[Image location labeling items]

--*--

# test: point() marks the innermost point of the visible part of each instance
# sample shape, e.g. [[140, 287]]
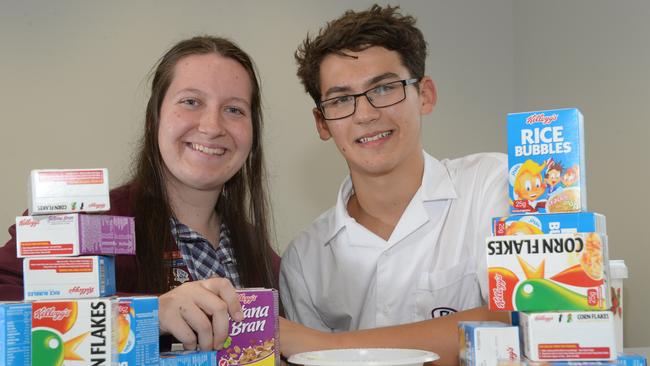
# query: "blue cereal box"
[[546, 161], [15, 334], [188, 358], [138, 331], [533, 224]]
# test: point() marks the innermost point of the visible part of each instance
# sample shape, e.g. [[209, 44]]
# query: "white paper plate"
[[364, 357]]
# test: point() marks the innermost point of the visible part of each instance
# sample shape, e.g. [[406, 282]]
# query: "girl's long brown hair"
[[243, 203]]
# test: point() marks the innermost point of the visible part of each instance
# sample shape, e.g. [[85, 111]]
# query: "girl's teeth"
[[207, 150], [364, 140]]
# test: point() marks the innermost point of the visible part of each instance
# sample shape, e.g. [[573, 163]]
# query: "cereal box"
[[68, 190], [138, 331], [546, 161], [548, 272], [534, 224], [254, 341], [74, 332], [563, 336], [74, 234], [482, 343], [68, 277], [189, 358], [15, 334], [623, 359]]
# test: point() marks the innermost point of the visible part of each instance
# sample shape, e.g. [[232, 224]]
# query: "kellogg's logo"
[[246, 299], [28, 222], [82, 290], [543, 318], [51, 313], [541, 118]]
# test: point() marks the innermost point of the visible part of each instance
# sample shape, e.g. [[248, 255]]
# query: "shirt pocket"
[[442, 292]]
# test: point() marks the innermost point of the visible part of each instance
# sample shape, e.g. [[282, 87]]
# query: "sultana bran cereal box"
[[546, 161], [254, 341], [74, 332], [548, 272]]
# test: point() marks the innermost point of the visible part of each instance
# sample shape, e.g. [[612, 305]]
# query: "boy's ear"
[[321, 125], [428, 95]]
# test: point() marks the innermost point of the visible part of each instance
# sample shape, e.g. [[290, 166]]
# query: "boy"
[[405, 240]]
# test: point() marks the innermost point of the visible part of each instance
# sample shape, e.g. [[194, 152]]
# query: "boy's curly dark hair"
[[356, 31]]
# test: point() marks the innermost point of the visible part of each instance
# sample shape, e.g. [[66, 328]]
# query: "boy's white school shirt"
[[336, 275]]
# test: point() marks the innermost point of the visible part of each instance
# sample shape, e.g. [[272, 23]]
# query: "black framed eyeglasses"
[[381, 96]]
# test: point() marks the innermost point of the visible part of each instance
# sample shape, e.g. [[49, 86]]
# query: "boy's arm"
[[294, 293], [439, 335]]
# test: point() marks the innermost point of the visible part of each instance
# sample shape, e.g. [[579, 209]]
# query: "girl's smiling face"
[[205, 132]]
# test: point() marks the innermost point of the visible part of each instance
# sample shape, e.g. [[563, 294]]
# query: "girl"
[[197, 194]]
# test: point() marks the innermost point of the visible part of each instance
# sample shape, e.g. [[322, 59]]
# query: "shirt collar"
[[436, 185]]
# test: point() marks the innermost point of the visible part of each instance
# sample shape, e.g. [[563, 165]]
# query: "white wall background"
[[73, 88]]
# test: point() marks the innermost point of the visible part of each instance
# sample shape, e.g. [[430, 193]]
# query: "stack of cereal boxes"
[[69, 316], [549, 259]]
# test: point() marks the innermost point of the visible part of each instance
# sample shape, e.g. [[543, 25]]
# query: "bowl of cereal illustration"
[[364, 357]]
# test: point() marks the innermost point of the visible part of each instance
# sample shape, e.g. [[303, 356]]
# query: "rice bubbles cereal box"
[[548, 272], [138, 331], [254, 341], [546, 161], [534, 224], [74, 332]]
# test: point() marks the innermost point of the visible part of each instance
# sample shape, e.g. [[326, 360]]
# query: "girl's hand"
[[197, 312]]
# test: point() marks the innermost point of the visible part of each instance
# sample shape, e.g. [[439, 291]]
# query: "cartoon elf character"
[[553, 175], [571, 176], [529, 186]]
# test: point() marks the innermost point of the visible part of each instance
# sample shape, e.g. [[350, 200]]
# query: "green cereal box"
[[548, 272]]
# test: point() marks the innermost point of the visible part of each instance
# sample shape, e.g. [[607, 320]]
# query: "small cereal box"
[[254, 341], [189, 358], [74, 234], [564, 336], [548, 272], [546, 161], [15, 334], [68, 277], [68, 190], [534, 224], [138, 331], [483, 343], [74, 332]]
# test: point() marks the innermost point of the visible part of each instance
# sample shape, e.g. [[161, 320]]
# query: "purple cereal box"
[[254, 341], [74, 234]]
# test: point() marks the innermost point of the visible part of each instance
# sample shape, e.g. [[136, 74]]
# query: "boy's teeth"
[[364, 140], [207, 150]]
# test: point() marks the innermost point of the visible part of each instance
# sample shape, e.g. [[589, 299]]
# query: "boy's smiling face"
[[374, 141]]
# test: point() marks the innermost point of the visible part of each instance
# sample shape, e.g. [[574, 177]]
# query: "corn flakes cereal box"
[[138, 331], [535, 224], [546, 161], [68, 190], [566, 336], [73, 235], [548, 272], [254, 341], [74, 332], [483, 343], [68, 277], [188, 358], [15, 334]]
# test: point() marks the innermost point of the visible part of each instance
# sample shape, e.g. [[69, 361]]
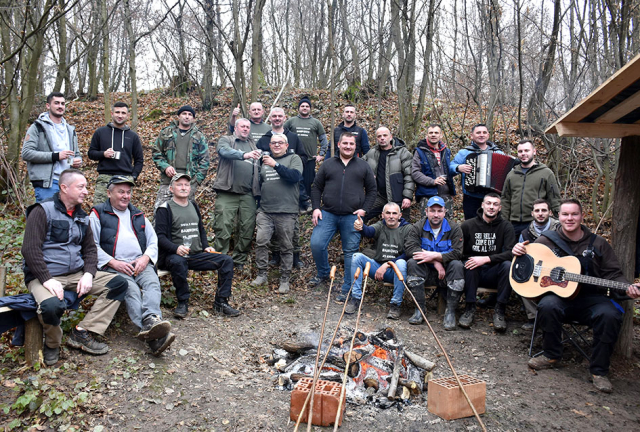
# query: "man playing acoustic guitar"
[[590, 305]]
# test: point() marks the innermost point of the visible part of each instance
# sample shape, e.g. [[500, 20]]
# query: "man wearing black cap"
[[183, 246], [181, 148], [128, 246]]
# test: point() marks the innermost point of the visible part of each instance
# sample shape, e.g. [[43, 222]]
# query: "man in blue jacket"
[[471, 201]]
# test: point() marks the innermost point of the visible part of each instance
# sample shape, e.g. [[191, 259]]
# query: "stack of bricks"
[[325, 402]]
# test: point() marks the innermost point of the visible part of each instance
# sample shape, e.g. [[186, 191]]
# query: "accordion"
[[488, 171]]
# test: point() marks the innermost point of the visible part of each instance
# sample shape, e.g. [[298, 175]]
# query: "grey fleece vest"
[[63, 243]]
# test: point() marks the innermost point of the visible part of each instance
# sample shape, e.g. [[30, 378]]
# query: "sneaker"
[[50, 355], [260, 280], [394, 312], [222, 307], [182, 310], [284, 287], [153, 328], [542, 362], [159, 345], [352, 306], [602, 383], [82, 340], [318, 282]]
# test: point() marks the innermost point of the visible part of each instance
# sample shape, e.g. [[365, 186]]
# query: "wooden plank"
[[608, 89], [593, 130], [620, 110]]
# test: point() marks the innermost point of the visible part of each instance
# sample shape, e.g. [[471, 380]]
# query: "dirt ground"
[[212, 378]]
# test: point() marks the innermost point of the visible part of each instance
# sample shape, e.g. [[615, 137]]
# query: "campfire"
[[381, 370]]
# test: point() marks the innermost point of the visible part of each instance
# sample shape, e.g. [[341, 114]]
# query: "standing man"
[[349, 125], [390, 235], [128, 246], [344, 189], [181, 148], [117, 150], [258, 126], [184, 246], [591, 305], [60, 255], [528, 181], [472, 201], [50, 147], [310, 131], [237, 186], [280, 176], [430, 170], [390, 162], [488, 240], [435, 247]]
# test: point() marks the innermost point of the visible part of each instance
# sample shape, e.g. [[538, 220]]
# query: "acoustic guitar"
[[540, 271]]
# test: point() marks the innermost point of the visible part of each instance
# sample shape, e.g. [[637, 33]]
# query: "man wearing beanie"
[[181, 149]]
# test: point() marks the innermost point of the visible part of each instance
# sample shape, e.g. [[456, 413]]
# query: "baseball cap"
[[435, 200]]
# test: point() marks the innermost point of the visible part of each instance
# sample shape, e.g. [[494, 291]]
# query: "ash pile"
[[380, 372]]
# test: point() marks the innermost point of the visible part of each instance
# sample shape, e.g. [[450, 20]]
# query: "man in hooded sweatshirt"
[[430, 170], [488, 240], [50, 147], [117, 149]]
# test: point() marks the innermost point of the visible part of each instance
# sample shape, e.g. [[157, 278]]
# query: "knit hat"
[[187, 108]]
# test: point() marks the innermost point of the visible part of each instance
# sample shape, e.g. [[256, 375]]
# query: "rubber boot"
[[417, 289], [449, 321]]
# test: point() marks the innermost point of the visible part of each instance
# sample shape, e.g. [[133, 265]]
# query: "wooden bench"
[[33, 334]]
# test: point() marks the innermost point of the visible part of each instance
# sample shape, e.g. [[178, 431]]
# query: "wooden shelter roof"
[[610, 111]]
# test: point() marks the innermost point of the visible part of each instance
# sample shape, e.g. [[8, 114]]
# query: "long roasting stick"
[[356, 275], [365, 278], [316, 372], [446, 356]]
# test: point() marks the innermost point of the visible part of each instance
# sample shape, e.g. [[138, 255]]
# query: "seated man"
[[60, 254], [488, 240], [280, 174], [435, 245], [389, 234], [127, 244], [591, 305], [183, 246]]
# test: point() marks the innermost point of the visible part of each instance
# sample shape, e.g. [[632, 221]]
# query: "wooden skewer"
[[365, 278], [316, 372], [446, 356], [356, 275]]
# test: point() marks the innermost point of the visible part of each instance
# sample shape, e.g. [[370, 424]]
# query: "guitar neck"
[[605, 283]]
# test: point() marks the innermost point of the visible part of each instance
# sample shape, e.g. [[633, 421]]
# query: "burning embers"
[[381, 370]]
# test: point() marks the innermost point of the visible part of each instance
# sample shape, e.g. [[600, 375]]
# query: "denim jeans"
[[46, 193], [360, 260], [321, 237], [143, 294]]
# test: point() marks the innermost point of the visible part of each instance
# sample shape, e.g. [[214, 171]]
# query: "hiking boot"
[[449, 321], [318, 282], [499, 322], [602, 383], [50, 355], [297, 264], [394, 312], [260, 280], [275, 259], [159, 345], [222, 306], [182, 310], [82, 340], [153, 328], [542, 362], [352, 306], [467, 317]]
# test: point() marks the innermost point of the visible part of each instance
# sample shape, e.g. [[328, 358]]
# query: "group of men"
[[266, 177]]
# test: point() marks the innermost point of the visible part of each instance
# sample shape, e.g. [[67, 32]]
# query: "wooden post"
[[624, 226]]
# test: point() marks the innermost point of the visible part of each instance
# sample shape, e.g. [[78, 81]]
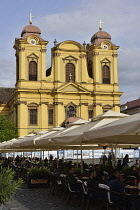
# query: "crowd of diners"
[[115, 178]]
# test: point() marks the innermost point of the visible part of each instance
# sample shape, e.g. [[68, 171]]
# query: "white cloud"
[[7, 67]]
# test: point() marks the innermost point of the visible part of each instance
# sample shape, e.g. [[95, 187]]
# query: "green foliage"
[[39, 173], [8, 185], [127, 170], [7, 129], [77, 171]]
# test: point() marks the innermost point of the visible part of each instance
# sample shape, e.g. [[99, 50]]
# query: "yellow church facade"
[[81, 82]]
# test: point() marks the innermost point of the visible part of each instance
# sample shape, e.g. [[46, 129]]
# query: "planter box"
[[39, 181]]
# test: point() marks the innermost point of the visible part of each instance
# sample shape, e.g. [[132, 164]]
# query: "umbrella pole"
[[81, 159], [43, 158], [112, 156], [14, 158], [93, 156], [57, 152], [31, 155], [48, 155]]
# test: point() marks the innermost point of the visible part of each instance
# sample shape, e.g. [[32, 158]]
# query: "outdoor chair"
[[92, 198], [55, 184], [118, 202], [104, 191], [84, 193], [136, 201], [71, 192]]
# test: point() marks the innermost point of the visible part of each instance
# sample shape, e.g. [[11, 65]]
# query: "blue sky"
[[75, 20]]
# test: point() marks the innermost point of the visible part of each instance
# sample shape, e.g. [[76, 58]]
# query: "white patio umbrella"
[[75, 136], [123, 131]]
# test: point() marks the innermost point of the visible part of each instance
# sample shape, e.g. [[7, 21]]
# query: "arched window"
[[106, 74], [71, 111], [33, 71], [70, 72], [106, 108], [33, 109]]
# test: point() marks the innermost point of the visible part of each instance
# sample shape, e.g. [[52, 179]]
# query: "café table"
[[131, 189]]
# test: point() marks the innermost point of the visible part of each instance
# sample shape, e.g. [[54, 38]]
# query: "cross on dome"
[[100, 27], [30, 16], [70, 76]]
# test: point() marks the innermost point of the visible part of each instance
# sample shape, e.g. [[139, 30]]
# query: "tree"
[[8, 130]]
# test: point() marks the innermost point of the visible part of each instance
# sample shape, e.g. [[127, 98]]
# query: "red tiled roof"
[[132, 104]]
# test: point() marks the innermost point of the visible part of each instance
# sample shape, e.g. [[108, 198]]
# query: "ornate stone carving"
[[82, 56], [57, 103], [86, 104], [117, 105], [97, 104], [21, 48], [21, 102], [114, 55], [43, 50], [95, 54], [57, 54], [46, 103]]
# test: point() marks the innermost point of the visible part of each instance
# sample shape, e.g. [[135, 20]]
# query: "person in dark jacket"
[[116, 185], [75, 184], [125, 160], [92, 184]]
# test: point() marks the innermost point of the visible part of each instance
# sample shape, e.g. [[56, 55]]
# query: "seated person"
[[116, 185], [74, 183], [92, 184], [119, 165], [103, 179]]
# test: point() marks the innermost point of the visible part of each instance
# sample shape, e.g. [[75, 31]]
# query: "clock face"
[[105, 47], [33, 42]]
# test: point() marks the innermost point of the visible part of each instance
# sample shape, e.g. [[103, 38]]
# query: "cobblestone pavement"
[[39, 199]]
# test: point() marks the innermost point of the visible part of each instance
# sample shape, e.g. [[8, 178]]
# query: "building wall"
[[54, 92]]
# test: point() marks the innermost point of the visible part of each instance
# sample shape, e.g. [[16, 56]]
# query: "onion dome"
[[100, 36], [30, 29]]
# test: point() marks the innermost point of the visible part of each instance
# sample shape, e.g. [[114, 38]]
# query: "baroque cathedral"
[[81, 82]]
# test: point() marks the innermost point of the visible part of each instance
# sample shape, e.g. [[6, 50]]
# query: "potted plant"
[[39, 176], [8, 185]]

--*--

◆ YOUR OBJECTIVE ◆
Update the items from the start through the line that contains "[[381, 96]]" by replacing "innermost point" with "central point", keeping everything else unchanged. Leave the pictures out of your answer.

◆ FINAL ANSWER ◆
# test: point() marks the central point of the visible part of each instance
# sample shape, e.g. [[140, 287]]
# query: "blue cereal box"
[[546, 161], [15, 334], [188, 358], [138, 331], [533, 224]]
# test: point() marks the central point of the visible part of each instance
# sample shape, e.g. [[209, 44]]
# query: "white paper plate"
[[364, 357]]
# test: point() marks the central point of the visible part of each instance
# sample shape, e.g. [[406, 282]]
# query: "girl's long brown hair"
[[243, 203]]
# test: point() marks the central point of the visible part of each instance
# sample shape, e.g. [[85, 111]]
# query: "girl's teeth"
[[207, 150], [364, 140]]
# test: point() marks the central point of the visible part of each instance
# sample shape, e.g. [[573, 163]]
# query: "cereal box"
[[68, 190], [138, 331], [546, 161], [548, 272], [534, 224], [254, 341], [74, 332], [563, 336], [74, 234], [482, 343], [68, 277], [189, 358], [15, 334], [623, 359]]
# test: point() marks the central point of the visible part of each instance
# sample shape, e.g. [[232, 224]]
# query: "kellogg's logo"
[[246, 299], [28, 222], [82, 290], [543, 318], [51, 313], [541, 118]]
# test: point() marks the central point of the visible part of each instance
# sample shape, e.g. [[248, 255]]
# query: "shirt pocket"
[[442, 292]]
# test: point() marks the central point of the visible part of each instance
# sample shape, e.g. [[282, 87]]
# query: "sultana bran cereal box"
[[546, 161], [254, 341], [74, 332], [548, 272]]
# test: point() marks the central point of the visible part of each instance
# sample shape, e.g. [[612, 305]]
# query: "boy's ear"
[[321, 125], [428, 95]]
# test: point() marks the central point of the visible part of each instance
# sample shape, e.g. [[290, 166]]
# query: "boy"
[[405, 240]]
# test: point() marks the central point of the visible part of each instance
# sample shape, e.g. [[194, 152]]
# query: "boy's curly dark hair"
[[356, 31]]
# test: point() marks the central point of the visible part of each instance
# sample shape, e.g. [[66, 328]]
# query: "boy's white school shirt"
[[336, 275]]
# test: point() marks the central point of the visible part of each instance
# sample shape, e.g. [[272, 23]]
# query: "black framed eyeglasses"
[[381, 96]]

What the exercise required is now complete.